**** DOCUMENT SOURCE ****
J'ai lu quelques post sur le net de gens qui ont des problèmes simlaires, mais les solutions n'ont pas l'air d'être vraiment evidente.

Et je ne suis même pas sur que ca soit vraiment le même genre de problèmes que le tien.

En gros ca a l'air d'être lié à une mauvaise gestion de l'ACPI sur les acer et aux IRQ qui ne sont pas bien affectées.

Les solutions vont de la simple utilisation du paramètre de boot du noyau a un patch des sources du noyau en passant par l'utilisation d'une version différente du noyau, la mise a jour du bios, l'utilisation d'une autre version du driver ipw2000, le patch de la DSDT du portable etc...

Une petite question: est-ce que tu es obligé de passer des paramètres au noyau pour pouvoir booter?

2 pages dont j'ai gardé les liens (en plus de celle de l'edit de mon post précédent si tu ne l'as pas vu):

L'histoire de patcher le noyau que je n'essayerais pas a moins d'être certain que c'est exactment le même prob que tu as:

http://www.ussg.iu.edu/hypermail/linux/kernel/0502.1/1450.html

Un autre post sur le forum gentoo qui ressemble à ton problème et ou la solution semble avoir été un paramètre de boot:

https://forums.gentoo.org/viewtopic-p-2597393.html#2597393

----------

## illog1k

non je ne passe rien en parametre, par contre j ai desactiver l acpi du kernel sinon je ne px pas booter.

pour l install de gentoo j ai du rentrer comme noyau:

gentoo-noapic sinon je ne pouvais pas arriver sous le shell d install...
****
▶ **EXERCICE ÉCRIT 1**
Dans la discussion sur l'ACPI des portables Acer, quel noyau illog1k a-t-il dû entrer pour installer gentoo ?
▶ **EXERCICE ÉCRIT 2**
Relevez toutes les solutions que cite la discussion sur l'ACPI des portables Acer.
▶ **EXERCICE ÉCRIT 3**
Poursuivez la discussion sur l'ACPI des portables Acer après son dernier message.
**** ENTRÉES DE DONNÉES ****
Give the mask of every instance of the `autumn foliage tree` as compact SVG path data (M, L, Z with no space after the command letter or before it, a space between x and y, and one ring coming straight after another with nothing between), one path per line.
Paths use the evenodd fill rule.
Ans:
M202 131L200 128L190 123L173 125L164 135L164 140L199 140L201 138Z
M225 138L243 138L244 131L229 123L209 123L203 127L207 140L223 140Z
****
▶ **RÉPONSE 1**
gentoo-noapic

▶ **RÉPONSE 2**
- la simple utilisation du paramètre de boot du noyau
- un patch des sources du noyau
- l'utilisation d'une version différente du noyau
- la mise à jour du bios
- l'utilisation d'une autre version du driver ipw2000
- le patch de la DSDT du portable

▶ **RÉPONSE 3**
bon bah on va voir du coté des parametre pour le boot....^^

merci de ton aide  :Wink:  tu merite ta premier "étoile" ^^

----------

## bdz

Si tu as désactivé l'acpi dans le noyau c'est comme si tu avait utilisé un paramètre de boot du genre "acpi=off" ou autre.

La seule différence c'est que pour le réactiver tu dois recompiler ton noyau  :Wink: 

Donc peut-être que le noyau s'emmèle les IRQ sans l'aide de l'ACPI. Mais qu'il y a un bug ailleur qui l'empèche de booter quand l'ACPI est activé.

Le problème des paramètres de boot c'est qu'il y en a plein a essayer: noapic, lapic, pci=noapci, etc.... (sans parler de la config du noyau). Et comme ce qui fonctionne le mieux ca peut être un seul paramètre ou plusieurs en même temps ca fait un paquet de combinaisons a essayer. 

Si tu veux te faire peur va jeter un oeil dans /usr/src/linux/Documentation/kernel-parameters.txt et cherche tout ce qui parle de acpi, apic, irq et pci.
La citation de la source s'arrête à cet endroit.